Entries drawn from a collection

============

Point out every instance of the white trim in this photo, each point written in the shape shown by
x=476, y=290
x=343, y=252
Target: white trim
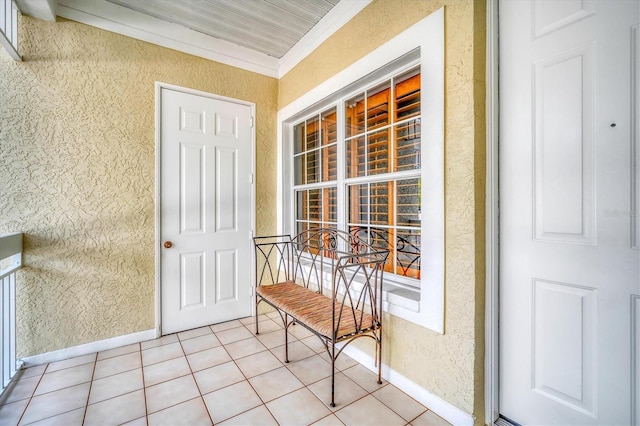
x=89, y=348
x=337, y=17
x=121, y=20
x=427, y=35
x=491, y=358
x=158, y=189
x=442, y=408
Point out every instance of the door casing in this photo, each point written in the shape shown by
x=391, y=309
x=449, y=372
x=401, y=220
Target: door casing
x=158, y=174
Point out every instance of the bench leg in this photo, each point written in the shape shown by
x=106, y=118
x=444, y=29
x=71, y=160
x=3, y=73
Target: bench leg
x=333, y=373
x=286, y=338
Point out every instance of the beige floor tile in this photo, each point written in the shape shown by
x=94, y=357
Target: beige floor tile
x=189, y=413
x=209, y=358
x=217, y=377
x=300, y=332
x=310, y=370
x=11, y=413
x=233, y=335
x=118, y=364
x=259, y=416
x=297, y=351
x=56, y=402
x=115, y=385
x=140, y=421
x=164, y=340
x=74, y=417
x=33, y=371
x=172, y=392
x=161, y=353
x=407, y=407
x=266, y=326
x=259, y=363
x=300, y=407
x=200, y=343
x=275, y=383
x=225, y=326
x=346, y=391
x=430, y=419
x=231, y=401
x=245, y=347
x=315, y=344
x=65, y=378
x=123, y=350
x=71, y=362
x=165, y=370
x=369, y=411
x=118, y=410
x=364, y=377
x=330, y=420
x=272, y=340
x=196, y=332
x=19, y=389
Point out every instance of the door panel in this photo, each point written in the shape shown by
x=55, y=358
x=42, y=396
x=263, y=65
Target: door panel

============

▶ [What the exercise asks]
Print all of the lines above verbatim, omitting the pictures from your answer.

▶ [Task result]
Point out every instance of the white trim in this photo, each point written in the shape shown by
x=476, y=290
x=343, y=252
Target: white trim
x=89, y=348
x=337, y=17
x=121, y=20
x=427, y=35
x=491, y=358
x=158, y=189
x=442, y=408
Point out every instance of the door casing in this photo, each point written in the shape shown by
x=391, y=309
x=449, y=372
x=401, y=220
Target: door casing
x=158, y=174
Point out every instance of the bench leg in this photo, each point written in the shape shown by
x=106, y=118
x=444, y=29
x=71, y=160
x=3, y=73
Target: bench leg
x=333, y=373
x=286, y=338
Point out every instance of the beige floor tile in this photo, each point written in the shape shown by
x=94, y=357
Target: beige floor tile
x=189, y=413
x=209, y=358
x=217, y=377
x=300, y=332
x=310, y=370
x=11, y=413
x=233, y=335
x=118, y=364
x=259, y=416
x=297, y=351
x=56, y=402
x=115, y=385
x=140, y=421
x=164, y=340
x=74, y=417
x=33, y=371
x=172, y=392
x=161, y=353
x=407, y=407
x=266, y=326
x=259, y=363
x=300, y=407
x=200, y=343
x=275, y=383
x=225, y=326
x=346, y=391
x=430, y=419
x=231, y=401
x=245, y=347
x=315, y=344
x=65, y=378
x=123, y=350
x=71, y=362
x=165, y=370
x=369, y=411
x=118, y=410
x=364, y=377
x=330, y=420
x=272, y=340
x=196, y=332
x=19, y=389
Point out every instance of the door panel in this photo, each point written in the shape shown by
x=55, y=358
x=42, y=396
x=263, y=65
Target: door panel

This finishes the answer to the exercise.